═══ Text shown
Mr Stephen Sharp v Commonwealth of Australia (Department of Defence)

Case

[2014] FWC 5176

1 AUGUST 2014

No judgment structure available for this case.

[2014] FWC 5176
FAIR WORK COMMISSION

DECISION


Fair Work Act 2009

s.394—Application for unfair dismissal remedy

Mr Stephen Sharp
v
Commonwealth of Australia (Department of Defence)
(U2013/17634)

DEPUTY PRESIDENT SMITH

CANBERRA, 1 AUGUST 2014

Application for relief from unfair dismissal.

[1] Mr S. Sharp was dismissed from his employment with the Commonwealth of Australia, the Department of Defence (the Department) on 2 December 2013. Mr Sharp believes that the termination of his employment was harsh, unjust and unreasonable. Mr Sharp lodged an application in the Commission pursuant to s.394 of the Fair Work Act 2009 (the Act) and seeks reinstatement.

[2] I am satisfied that Mr Sharp is a person protected from unfair dismissal and no other jurisdictional matters were raised.

[3] Mr Sharp was an Executive Level 1 employee and was employed as an engineer with the Department. He was a senior employee and held the following qualifications: Bachelor of Engineering; graduate Diploma in Business Administration; Electrical Wiring Certificate IV and is currently studying for a degree in teaching and a double degree of Computing Science and Engineering.
══════
- _Set exercise a_:
Return the unfair dismissal decision text between "[3] Mr Sharp" and "Science and Engineering.", inclusive.
═══ Provided data
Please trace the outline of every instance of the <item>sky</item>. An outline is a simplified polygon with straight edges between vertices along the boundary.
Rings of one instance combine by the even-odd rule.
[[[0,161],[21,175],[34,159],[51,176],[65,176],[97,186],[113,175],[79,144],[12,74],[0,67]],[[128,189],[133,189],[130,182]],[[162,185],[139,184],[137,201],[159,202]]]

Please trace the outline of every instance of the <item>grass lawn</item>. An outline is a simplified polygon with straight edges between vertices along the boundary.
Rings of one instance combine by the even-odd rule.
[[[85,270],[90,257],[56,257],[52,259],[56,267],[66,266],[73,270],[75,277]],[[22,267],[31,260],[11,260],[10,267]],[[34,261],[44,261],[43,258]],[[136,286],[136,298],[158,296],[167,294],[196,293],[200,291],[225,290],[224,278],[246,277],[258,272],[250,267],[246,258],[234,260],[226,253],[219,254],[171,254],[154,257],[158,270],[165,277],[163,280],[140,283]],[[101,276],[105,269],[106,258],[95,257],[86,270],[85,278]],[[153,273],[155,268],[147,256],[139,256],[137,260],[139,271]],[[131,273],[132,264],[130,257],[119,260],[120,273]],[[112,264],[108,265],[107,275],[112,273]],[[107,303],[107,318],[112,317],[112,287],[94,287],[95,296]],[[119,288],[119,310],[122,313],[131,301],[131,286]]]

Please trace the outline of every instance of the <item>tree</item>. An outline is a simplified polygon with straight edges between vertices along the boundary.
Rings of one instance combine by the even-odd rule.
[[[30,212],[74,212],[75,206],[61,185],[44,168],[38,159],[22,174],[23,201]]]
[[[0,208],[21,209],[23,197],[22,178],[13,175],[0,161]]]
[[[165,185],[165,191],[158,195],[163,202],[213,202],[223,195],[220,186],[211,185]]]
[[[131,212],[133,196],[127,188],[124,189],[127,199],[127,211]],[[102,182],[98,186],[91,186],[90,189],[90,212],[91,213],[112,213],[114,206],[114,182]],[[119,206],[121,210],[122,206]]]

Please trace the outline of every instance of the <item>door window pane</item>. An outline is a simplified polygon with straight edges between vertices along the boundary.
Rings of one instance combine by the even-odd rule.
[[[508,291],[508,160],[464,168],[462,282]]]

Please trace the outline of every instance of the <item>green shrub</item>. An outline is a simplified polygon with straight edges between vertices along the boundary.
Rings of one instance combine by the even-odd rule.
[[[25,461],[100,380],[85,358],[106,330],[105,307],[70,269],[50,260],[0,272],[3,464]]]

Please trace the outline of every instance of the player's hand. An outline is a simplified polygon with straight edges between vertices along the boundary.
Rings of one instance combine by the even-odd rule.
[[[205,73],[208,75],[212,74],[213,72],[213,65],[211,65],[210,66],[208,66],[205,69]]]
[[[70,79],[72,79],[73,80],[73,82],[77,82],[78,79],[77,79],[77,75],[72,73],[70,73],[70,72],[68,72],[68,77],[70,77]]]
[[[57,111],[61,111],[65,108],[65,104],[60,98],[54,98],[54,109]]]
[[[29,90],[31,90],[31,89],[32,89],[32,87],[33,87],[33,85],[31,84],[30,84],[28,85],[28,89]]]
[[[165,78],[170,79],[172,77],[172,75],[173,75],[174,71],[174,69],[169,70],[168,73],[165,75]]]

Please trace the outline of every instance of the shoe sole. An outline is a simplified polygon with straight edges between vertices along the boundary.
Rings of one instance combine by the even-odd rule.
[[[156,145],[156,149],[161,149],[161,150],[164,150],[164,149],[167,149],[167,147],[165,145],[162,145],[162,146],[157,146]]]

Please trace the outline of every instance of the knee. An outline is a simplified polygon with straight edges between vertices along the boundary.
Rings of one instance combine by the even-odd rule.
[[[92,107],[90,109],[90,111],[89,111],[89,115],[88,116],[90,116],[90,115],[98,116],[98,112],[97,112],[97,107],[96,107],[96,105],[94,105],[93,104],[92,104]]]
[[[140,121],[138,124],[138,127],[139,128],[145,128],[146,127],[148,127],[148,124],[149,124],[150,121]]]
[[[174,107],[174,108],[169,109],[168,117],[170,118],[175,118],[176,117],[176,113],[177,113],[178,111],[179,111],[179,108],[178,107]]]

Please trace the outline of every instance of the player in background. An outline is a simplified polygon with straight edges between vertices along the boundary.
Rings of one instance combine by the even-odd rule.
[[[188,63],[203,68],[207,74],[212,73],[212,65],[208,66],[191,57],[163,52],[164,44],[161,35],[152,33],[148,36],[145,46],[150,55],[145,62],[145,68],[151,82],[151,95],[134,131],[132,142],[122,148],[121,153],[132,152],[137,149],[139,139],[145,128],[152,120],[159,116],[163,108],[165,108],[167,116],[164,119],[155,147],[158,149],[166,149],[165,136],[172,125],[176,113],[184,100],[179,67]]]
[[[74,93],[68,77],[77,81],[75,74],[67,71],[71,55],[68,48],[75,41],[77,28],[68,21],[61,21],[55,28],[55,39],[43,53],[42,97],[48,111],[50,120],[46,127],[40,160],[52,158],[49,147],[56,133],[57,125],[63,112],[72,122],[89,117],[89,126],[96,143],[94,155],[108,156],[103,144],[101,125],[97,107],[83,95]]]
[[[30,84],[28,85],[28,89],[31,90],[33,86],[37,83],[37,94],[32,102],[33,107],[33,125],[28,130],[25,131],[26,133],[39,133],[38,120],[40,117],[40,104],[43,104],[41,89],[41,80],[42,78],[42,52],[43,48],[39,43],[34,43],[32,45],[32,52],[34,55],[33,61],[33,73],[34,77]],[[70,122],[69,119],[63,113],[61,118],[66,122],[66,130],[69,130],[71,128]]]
══════
- _Set exercise b_:
Select every line of the records that contains the word "player".

- _Full output a_:
[3] Mr Sharp was an Executive Level 1 employee and was employed as an engineer with the Department. He was a senior employee and held the following qualifications: Bachelor of Engineering; graduate Diploma in Business Administration; Electrical Wiring Certificate IV and is currently studying for a degree in teaching and a double degree of Computing Science and Engineering.

- _Full output b_:
Please trace the outline of every instance of the player's hand. An outline is a simplified polygon with straight edges between vertices along the boundary.
Please trace the outline of every instance of the player in background. An outline is a simplified polygon with straight edges between vertices along the boundary.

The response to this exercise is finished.